§ TEXTE À ÉTUDIER
####################

Ouvert en 2019 à Mulhouse, le restaurant Un petit truc en plus, dont cinq salariés sont atteints de trisomie 21, ne désemplit pas. Un succès qui porte à deux le nombre de points en commun avec la comédie d’Artus.
Midi approche, les clients ne vont pas tarder à arriver et la pression monte doucement pour les quatre équipiers, Antoine, Tristan, Juline et Salima, tous porteurs d’une trisomie 21. Épaulés par trois bénévoles, les deux premiers s’affairent en cuisine, les deux autres s’occupent de la salle et de la terrasse. Aurélie Bernard, la cheffe, met le tout en musique : «Allez, on y va! D’abord, les apéritifs, ensuite, il y a des soupes, une salade et une quiche. On va trier les pousses d’épinards. Antoine, une cuillère!».
Charlotte sur la tête, chemise noire et tablier, les commis sont impeccables. Antoine a «préparé des haricots verts», «lavé les tables» et «passé le balai». Tristan, lui, a «fait des salades». Il faut «être sérieux dans le travail», professe celui dont le péché mignon consiste à «faire les bières». Les premiers plats sont prêts, la sonnette tinte. Juline et Salima s’emparent alors des assiettes, direction la terrasse. «Je vais servir les clients dans la joie et le bonheur. J’aime trop travailler ici!», s’enthousiasme Juline, 27 ans.
«On refuse régulièrement du monde»
Ouvert bien avant le film d’Artus qui cartonne au box-office et porte (presque) le même nom, le restaurant inclusif Un petit truc en plus se taille un beau succès à Mulhouse, où ses plats et la fraîcheur de ses salariés en situation de handicap régalent les clients. Soleil aidant, la terrasse, nichée sur une place tranquille à l’ombre d’un grand arbre, se remplit rapidement. «On refuse régulièrement du monde», explique Tom Cardoso, 51 ans, directeur général du Centre de réadaptation de Mulhouse (CRM) et cofondateur du restaurant avec Aurélie Bernard.
L’idée a d’abord germé fin 2017 dans l’esprit de la cheffe, après avoir vu un reportage sur un restaurant inclusif à Nantes, explique celle qui était alors responsable de la restauration au CRM. «Quand j’ai vu toutes les émotions qui passaient, les clients qui étaient vraiment bienveillants, je me suis dit que ce serait très chouette qu’on fasse ça chez nous», explique Aurélie Bernard, 41 ans.

####################

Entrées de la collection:
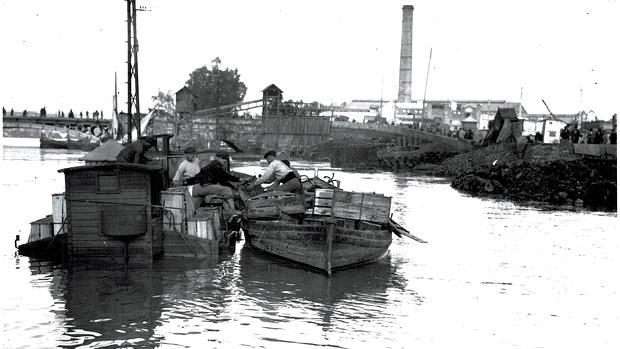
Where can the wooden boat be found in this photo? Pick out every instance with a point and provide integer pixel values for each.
(322, 243)
(128, 211)
(341, 230)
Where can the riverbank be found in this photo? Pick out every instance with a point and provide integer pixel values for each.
(542, 174)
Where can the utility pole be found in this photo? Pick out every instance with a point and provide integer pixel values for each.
(428, 70)
(520, 102)
(133, 98)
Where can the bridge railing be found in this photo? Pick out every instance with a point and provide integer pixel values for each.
(402, 131)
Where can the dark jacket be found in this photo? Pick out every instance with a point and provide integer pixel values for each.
(134, 153)
(213, 173)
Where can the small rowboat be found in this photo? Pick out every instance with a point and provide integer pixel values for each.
(342, 230)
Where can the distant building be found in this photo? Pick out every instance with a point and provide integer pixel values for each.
(186, 101)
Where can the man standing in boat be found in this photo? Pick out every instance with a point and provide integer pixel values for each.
(279, 175)
(134, 152)
(214, 180)
(188, 168)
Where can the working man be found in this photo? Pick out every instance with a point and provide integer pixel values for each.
(288, 163)
(188, 168)
(134, 152)
(213, 179)
(279, 175)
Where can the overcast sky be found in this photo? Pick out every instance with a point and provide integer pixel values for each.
(63, 53)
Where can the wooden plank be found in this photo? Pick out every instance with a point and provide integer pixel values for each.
(324, 193)
(323, 211)
(323, 202)
(375, 208)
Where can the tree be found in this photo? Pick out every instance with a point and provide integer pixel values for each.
(216, 87)
(164, 101)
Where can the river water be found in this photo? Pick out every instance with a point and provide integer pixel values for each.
(492, 275)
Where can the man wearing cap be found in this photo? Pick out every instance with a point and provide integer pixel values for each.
(188, 168)
(134, 152)
(281, 177)
(213, 179)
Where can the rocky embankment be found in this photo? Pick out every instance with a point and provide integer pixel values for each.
(517, 176)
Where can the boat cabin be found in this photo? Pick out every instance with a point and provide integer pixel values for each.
(110, 212)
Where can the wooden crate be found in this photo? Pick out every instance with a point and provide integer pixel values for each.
(59, 212)
(41, 229)
(179, 203)
(201, 227)
(323, 202)
(361, 206)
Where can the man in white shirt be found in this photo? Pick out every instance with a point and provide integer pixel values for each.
(279, 175)
(188, 168)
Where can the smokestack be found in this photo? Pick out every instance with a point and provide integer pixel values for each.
(404, 77)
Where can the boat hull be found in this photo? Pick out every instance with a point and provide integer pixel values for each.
(311, 243)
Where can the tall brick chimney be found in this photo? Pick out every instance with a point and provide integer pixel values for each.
(404, 76)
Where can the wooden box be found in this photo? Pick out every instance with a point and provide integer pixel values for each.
(361, 206)
(201, 227)
(179, 207)
(323, 199)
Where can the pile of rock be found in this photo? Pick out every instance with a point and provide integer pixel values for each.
(577, 182)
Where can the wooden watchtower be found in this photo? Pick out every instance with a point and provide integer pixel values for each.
(186, 101)
(272, 100)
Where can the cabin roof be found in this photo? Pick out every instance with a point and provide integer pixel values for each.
(113, 165)
(507, 114)
(469, 119)
(105, 152)
(272, 87)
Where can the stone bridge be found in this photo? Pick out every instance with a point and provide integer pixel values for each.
(401, 134)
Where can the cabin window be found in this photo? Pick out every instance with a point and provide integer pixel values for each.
(108, 183)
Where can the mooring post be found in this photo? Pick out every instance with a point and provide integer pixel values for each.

####################

§ EXERCICES PROPOSÉS
1. Répondez aux questions suivantes à partir du texte sur le restaurant Un petit truc en plus.
(a) En quelle année le restaurant a-t-il ouvert ses portes ?
(b) Quel âge a Juline ?
(c) Dans quelle ville se trouvait le restaurant inclusif présenté dans le reportage qu'a vu Aurélie Bernard ?
2. Poursuivez le texte sur le restaurant Un petit truc en plus après sa dernière phrase.

§ CORRIGÉ DES EXERCICES
1.
(a) En 2019.
(b) Elle a 27 ans.
(c) À Nantes.

2.
Le restaurant, baptisé Un petit truc en plus (clin d’œil au chromosome surnuméraire responsable de la trisomie 21), ouvre ses portes en septembre 2019 : 36 couverts servis uniquement le midi, du lundi au samedi (l’établissement organise aussi des soirées privatives), avec une carte simple, mais composée «de plats faits maison», mitonnés avec des «produits de qualité», détaille Tom Cardoso.
Ils sont sans filtre, c’est spontané : ça fait un bien fou, vraiment!
Dans un coin de la terrasse, Karine Bechler savoure un verre de vin blanc. «Je viens régulièrement. C’est bon, c’est sympathique, c’est agréable», explique, lunettes de soleil sur le nez, cette Mulhousienne de 64 ans. C’est «très important» que des lieux comme celui-ci existent, «ça fait de l’inclusion dans la société». Au total, le restaurant emploie à temps partiel cinq salariés porteurs d’une trisomie 21, appuyés par plusieurs bénévoles, dont Martine Grosz. Cette retraitée de 66 ans loue les qualités relationnelles de ses «équipiers» : «Ils sont sans filtre, c’est spontané : ça fait un bien fou, vraiment».
Le succès du restaurant, immédiat, ne s’est jamais démenti. Il a même accueilli il y a quelques jours le gynécologue congolais Denis Mukwege, prix Nobel de la paix 2018, de passage à Mulhouse. Pour autant, l’établissement, qui a traversé la crise du Covid-19 et la hausse des coûts de l’énergie sans augmenter ses prix, «n’est pas à l’équilibre», confie Tom Cardoso. Les mécènes contribuent à renflouer les caisses, mais, dans l’idéal, de nouveaux bienfaiteurs seraient les bienvenus, glisse-t-il.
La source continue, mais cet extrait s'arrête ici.